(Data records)
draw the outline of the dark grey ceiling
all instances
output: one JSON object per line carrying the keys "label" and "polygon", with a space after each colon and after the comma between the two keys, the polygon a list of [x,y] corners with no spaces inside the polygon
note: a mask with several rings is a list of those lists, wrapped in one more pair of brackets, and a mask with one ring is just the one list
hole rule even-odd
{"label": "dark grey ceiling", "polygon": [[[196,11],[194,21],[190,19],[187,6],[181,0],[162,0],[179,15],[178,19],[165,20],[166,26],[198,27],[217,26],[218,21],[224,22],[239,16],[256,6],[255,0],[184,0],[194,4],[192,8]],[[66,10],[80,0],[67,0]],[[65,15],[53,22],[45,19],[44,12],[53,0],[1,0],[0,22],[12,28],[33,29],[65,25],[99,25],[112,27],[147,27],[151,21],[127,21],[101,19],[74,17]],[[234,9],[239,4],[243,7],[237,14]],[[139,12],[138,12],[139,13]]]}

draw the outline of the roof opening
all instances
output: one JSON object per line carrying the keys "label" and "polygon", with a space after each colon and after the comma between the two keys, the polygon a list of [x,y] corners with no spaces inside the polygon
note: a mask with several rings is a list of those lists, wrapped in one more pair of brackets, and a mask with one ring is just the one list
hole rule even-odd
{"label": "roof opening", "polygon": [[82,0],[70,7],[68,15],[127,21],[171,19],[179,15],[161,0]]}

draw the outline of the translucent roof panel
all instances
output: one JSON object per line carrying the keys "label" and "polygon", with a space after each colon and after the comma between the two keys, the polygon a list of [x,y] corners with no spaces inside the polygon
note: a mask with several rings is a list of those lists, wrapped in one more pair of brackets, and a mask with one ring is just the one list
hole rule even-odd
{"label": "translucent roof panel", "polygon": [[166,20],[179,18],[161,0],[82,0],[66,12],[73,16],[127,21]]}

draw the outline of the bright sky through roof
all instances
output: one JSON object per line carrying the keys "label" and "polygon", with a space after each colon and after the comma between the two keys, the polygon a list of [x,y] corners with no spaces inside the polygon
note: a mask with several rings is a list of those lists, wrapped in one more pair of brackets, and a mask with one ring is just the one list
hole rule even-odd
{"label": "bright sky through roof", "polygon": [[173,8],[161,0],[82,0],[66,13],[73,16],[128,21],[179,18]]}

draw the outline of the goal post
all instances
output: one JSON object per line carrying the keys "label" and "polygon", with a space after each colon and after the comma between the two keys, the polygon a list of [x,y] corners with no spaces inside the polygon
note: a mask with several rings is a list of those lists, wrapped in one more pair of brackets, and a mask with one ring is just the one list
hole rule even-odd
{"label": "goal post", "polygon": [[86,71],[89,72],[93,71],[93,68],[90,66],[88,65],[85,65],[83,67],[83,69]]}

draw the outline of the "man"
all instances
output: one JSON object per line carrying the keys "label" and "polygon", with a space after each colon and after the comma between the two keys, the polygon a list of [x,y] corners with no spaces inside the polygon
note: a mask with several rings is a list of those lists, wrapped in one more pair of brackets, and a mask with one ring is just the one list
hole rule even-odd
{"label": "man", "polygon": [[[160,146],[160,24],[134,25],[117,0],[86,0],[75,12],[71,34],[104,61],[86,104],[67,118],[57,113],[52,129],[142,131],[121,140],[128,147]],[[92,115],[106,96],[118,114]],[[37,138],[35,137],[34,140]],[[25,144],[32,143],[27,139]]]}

## EXERCISE TASK
Please print all of the entries above again, line for line, without changing any character.

## THE COMPLETED TASK
draw the outline of the dark grey ceiling
all instances
output: one JSON object per line carrying the keys "label" and "polygon", with a space after each colon and after the comma between the two keys, the polygon a list of [x,y] corners with no spaces inside the polygon
note: a mask with several rings is a list of those lists, wrapped in one more pair of brackets, and a mask with one ring is just the one list
hole rule even-odd
{"label": "dark grey ceiling", "polygon": [[[196,11],[194,21],[190,19],[187,6],[181,0],[162,0],[179,15],[178,19],[165,20],[166,26],[198,27],[217,26],[218,21],[224,22],[239,16],[256,6],[255,0],[184,0],[194,4],[192,8]],[[66,10],[80,0],[67,0]],[[65,15],[53,22],[45,19],[44,12],[53,0],[1,0],[0,22],[12,28],[33,29],[65,25],[99,25],[112,27],[147,27],[151,21],[127,21],[101,19],[74,17]],[[234,9],[239,4],[243,7],[237,14]],[[139,12],[138,12],[139,13]]]}

draw the outline of the roof opening
all instances
output: one JSON object per line carrying the keys "label" and "polygon", with a space after each colon and after the comma between the two keys, the polygon a list of [x,y] corners with no spaces inside the polygon
note: a mask with several rings is a list of those lists, wrapped in one more pair of brackets, and a mask with one ring is just the one list
hole rule even-odd
{"label": "roof opening", "polygon": [[82,0],[70,7],[68,15],[127,21],[171,19],[179,15],[161,0]]}

draw the outline of the translucent roof panel
all instances
output: one JSON object per line carrying the keys "label" and "polygon", with a space after each colon and after the comma between the two keys, the polygon a list of [x,y] corners with no spaces inside the polygon
note: a mask with several rings is a list of those lists, wrapped in one more pair of brackets, and a mask with one ring is just the one list
hole rule even-odd
{"label": "translucent roof panel", "polygon": [[166,20],[179,18],[161,0],[82,0],[66,12],[73,16],[127,21]]}

draw the outline of the bright sky through roof
all instances
output: one JSON object per line carrying the keys "label" and "polygon", with a space after each colon and after the comma between the two keys, the polygon a list of [x,y] corners with no spaces inside the polygon
note: a mask with several rings is a list of those lists, wrapped in one more pair of brackets, and a mask with one ring is just the one list
hole rule even-odd
{"label": "bright sky through roof", "polygon": [[173,8],[161,0],[82,0],[66,13],[73,16],[128,21],[179,18]]}

draw the outline of the goal post
all instances
output: one JSON object per line carrying the keys "label" and "polygon", with a space after each colon and after the comma between the two keys, the polygon a list of [x,y] corners with no spaces inside the polygon
note: a mask with several rings is a list of those lists, wrapped in one more pair of brackets, and a mask with one ring is just the one list
hole rule even-odd
{"label": "goal post", "polygon": [[86,71],[89,72],[93,71],[93,68],[90,66],[88,65],[85,65],[83,67],[83,69]]}

draw the outline of the "man"
all instances
output: one JSON object per line carrying the keys "label" and "polygon", with a space after each colon and after the comma between the two keys, the polygon a list of [x,y] corners with no spaces inside the polygon
note: a mask with several rings is a list of those lists, wrapped in one more pair of brackets, and a mask with one ring is just the one list
hole rule even-odd
{"label": "man", "polygon": [[[160,146],[160,24],[134,25],[117,0],[86,0],[75,12],[71,34],[104,61],[86,104],[67,118],[57,113],[52,129],[142,131],[121,140],[128,147]],[[92,115],[106,96],[118,114]],[[37,138],[35,137],[34,140]],[[25,144],[32,143],[27,139]]]}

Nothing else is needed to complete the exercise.